(Stored data entries)
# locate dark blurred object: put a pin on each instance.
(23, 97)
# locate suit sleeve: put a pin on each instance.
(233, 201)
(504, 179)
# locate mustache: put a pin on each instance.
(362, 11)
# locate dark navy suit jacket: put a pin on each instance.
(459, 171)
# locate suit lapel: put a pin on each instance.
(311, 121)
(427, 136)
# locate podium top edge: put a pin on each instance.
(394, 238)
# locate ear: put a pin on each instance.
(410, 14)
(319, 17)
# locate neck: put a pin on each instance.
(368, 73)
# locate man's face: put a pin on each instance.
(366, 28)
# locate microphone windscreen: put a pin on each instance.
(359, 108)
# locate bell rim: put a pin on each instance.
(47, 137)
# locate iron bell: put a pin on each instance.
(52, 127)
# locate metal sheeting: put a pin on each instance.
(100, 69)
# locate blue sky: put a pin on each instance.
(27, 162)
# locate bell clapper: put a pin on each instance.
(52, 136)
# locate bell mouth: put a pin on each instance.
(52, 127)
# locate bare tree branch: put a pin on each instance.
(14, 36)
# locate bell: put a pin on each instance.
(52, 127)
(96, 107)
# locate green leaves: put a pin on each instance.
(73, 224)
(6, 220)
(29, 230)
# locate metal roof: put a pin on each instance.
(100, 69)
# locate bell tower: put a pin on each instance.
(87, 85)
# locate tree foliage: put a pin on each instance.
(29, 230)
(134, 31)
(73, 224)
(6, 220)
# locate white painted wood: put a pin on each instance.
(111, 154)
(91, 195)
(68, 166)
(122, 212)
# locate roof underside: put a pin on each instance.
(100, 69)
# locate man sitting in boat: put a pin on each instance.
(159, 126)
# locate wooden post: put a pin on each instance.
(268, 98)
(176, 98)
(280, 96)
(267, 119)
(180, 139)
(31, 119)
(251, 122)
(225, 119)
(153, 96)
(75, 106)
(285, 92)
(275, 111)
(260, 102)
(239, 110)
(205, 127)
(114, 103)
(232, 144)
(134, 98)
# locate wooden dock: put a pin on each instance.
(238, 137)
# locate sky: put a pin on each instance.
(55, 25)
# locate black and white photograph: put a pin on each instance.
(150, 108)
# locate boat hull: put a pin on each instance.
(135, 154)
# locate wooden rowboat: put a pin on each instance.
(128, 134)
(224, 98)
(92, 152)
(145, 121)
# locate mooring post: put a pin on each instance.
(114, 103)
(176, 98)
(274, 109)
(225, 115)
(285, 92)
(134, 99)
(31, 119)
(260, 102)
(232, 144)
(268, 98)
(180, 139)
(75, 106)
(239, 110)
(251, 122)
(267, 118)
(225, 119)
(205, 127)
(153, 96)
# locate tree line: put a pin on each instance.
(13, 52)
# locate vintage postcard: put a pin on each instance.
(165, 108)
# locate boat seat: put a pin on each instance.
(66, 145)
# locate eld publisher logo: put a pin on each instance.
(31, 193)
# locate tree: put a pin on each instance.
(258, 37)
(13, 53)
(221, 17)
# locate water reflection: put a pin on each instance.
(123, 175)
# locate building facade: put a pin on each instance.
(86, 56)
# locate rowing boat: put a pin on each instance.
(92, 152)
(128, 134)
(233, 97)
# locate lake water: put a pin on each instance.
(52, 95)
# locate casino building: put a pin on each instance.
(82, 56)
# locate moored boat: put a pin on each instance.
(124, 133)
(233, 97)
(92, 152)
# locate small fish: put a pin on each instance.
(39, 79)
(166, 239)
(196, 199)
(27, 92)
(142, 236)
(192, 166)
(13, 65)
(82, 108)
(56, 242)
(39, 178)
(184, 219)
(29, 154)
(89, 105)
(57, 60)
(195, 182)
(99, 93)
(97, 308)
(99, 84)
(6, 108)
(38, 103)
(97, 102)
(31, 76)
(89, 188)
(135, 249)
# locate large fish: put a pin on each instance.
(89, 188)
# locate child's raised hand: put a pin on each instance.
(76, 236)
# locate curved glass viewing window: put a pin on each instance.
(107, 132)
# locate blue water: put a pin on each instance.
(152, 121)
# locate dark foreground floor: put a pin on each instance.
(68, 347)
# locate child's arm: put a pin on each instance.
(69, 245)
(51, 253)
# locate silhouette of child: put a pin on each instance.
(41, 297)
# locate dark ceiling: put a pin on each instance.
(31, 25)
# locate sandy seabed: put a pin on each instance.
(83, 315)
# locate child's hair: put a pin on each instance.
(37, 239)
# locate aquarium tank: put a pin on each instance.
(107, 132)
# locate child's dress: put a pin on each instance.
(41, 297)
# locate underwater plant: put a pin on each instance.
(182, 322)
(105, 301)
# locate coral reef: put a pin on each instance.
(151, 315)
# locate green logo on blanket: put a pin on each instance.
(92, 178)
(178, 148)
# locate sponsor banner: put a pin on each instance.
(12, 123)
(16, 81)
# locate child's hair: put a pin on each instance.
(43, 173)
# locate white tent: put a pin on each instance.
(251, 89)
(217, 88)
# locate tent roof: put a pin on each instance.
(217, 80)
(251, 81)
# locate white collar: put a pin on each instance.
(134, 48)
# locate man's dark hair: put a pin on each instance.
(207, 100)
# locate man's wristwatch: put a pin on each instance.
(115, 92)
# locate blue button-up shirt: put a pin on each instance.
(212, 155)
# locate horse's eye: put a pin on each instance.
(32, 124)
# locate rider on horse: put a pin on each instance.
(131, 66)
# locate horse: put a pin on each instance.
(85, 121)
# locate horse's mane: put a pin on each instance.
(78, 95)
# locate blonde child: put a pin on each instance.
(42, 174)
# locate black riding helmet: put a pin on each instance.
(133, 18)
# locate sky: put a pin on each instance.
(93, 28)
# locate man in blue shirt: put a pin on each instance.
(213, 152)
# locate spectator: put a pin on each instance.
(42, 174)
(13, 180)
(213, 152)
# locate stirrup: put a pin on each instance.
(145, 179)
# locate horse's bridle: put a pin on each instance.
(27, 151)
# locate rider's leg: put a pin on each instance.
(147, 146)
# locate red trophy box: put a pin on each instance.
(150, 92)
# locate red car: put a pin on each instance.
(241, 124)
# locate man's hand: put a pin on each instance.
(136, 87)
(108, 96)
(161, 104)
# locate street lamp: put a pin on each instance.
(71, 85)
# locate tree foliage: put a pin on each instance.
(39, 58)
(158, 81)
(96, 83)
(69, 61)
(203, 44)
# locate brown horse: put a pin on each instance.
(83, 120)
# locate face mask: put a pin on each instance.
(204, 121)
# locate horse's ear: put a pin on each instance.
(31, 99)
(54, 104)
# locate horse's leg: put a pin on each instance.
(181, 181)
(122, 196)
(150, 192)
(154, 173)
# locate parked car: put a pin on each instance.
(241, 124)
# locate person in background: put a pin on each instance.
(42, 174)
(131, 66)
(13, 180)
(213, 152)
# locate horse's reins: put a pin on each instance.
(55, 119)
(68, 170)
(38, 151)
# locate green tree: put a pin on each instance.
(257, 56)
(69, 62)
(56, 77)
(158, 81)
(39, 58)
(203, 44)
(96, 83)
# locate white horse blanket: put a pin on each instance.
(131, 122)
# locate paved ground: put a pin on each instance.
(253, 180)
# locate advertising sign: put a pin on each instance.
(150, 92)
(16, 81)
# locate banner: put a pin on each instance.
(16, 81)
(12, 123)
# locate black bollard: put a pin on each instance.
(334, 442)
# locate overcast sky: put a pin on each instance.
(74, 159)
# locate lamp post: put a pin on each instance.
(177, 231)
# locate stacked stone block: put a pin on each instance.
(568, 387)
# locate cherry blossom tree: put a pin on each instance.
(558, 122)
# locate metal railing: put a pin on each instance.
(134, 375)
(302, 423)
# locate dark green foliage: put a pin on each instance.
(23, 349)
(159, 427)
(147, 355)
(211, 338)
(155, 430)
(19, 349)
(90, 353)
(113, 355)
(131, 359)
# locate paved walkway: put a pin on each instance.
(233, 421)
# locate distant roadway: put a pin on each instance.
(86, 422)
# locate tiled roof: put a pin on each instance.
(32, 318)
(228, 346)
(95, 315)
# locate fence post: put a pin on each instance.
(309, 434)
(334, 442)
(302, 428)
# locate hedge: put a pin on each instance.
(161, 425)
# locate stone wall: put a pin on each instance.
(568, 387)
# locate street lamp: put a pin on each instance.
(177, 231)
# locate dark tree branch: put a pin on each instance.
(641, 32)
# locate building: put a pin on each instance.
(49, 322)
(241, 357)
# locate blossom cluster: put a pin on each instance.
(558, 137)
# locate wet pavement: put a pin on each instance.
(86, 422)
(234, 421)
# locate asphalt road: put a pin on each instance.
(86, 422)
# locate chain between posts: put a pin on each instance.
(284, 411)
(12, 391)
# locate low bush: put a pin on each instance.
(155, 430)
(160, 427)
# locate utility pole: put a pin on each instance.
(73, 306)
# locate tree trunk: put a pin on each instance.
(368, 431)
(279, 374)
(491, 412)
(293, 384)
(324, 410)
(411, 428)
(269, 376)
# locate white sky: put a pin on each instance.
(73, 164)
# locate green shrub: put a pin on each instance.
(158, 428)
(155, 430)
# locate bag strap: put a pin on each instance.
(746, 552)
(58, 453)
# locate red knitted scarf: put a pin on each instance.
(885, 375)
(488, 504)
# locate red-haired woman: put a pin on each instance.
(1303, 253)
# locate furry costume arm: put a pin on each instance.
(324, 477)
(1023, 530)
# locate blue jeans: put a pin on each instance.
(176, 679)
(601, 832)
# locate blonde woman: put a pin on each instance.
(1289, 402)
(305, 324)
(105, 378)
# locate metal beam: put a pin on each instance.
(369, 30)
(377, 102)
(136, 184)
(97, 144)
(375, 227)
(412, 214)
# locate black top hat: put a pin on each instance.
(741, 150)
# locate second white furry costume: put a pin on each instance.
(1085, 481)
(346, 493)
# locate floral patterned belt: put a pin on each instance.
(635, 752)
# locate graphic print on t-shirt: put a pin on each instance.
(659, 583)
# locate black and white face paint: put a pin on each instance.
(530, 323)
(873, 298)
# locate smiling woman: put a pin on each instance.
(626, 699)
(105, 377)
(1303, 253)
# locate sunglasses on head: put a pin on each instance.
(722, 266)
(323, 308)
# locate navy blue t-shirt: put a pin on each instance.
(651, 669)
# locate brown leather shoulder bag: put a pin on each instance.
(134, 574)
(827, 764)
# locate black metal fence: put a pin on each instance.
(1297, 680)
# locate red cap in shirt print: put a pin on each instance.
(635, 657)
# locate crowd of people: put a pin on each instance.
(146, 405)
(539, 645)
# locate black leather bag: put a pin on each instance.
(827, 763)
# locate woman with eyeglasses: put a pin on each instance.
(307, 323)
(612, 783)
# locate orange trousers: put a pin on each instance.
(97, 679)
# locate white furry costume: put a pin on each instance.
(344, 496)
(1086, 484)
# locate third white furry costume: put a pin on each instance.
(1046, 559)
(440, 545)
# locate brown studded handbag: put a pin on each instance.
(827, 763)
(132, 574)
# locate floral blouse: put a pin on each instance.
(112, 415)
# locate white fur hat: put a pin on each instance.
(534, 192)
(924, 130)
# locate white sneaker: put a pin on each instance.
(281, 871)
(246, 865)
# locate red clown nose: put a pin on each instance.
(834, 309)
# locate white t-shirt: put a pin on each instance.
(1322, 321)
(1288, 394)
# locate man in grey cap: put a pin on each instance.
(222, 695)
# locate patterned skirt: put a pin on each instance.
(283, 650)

_Exercise_
Every line from the one with "# locate smiling" to the end of the records above should be returned exactly, and no other lines.

_Answer space_
# locate smiling woman: put a pin on each instance.
(626, 699)
(105, 377)
(1303, 253)
# locate sunglasses on head: put a pin on each instance.
(722, 266)
(323, 308)
# locate navy blue t-shirt: put a pin on each instance.
(651, 669)
# locate brown leather shoulder bag: put a pin on each instance.
(134, 574)
(827, 764)
# locate black metal fence: put a pin on each instance.
(1297, 680)
# locate red cap in shirt print: put a pin on each instance.
(635, 657)
# locate crowd of people: put a pin on each instance.
(146, 405)
(539, 645)
# locate black leather bag: put a pin on each instance.
(827, 763)
# locate woman with eyeglasses: put a pin on each instance.
(307, 323)
(612, 783)
# locate orange trousers: put a pin on each instance.
(97, 679)
# locate white furry costume: put a pin on each instance.
(344, 496)
(1086, 484)
# locate third white furry costume: put a pin on each instance.
(1046, 559)
(440, 545)
# locate brown studded handbag: put a pin on each instance.
(827, 763)
(132, 574)
# locate floral blouse: put a pin on each instance.
(112, 415)
# locate white fur hat: put a pin on each instance.
(534, 192)
(924, 130)
# locate white sneaker: put a pin on each instance.
(281, 871)
(246, 865)
# locate red clown nose: put a pin on each instance.
(834, 309)
# locate white t-shirt: put a pin on each instance.
(1322, 321)
(1288, 394)
# locate man in grey cap: put a pin on each instance.
(222, 695)
# locate patterned skirt: put a pin on each instance.
(283, 650)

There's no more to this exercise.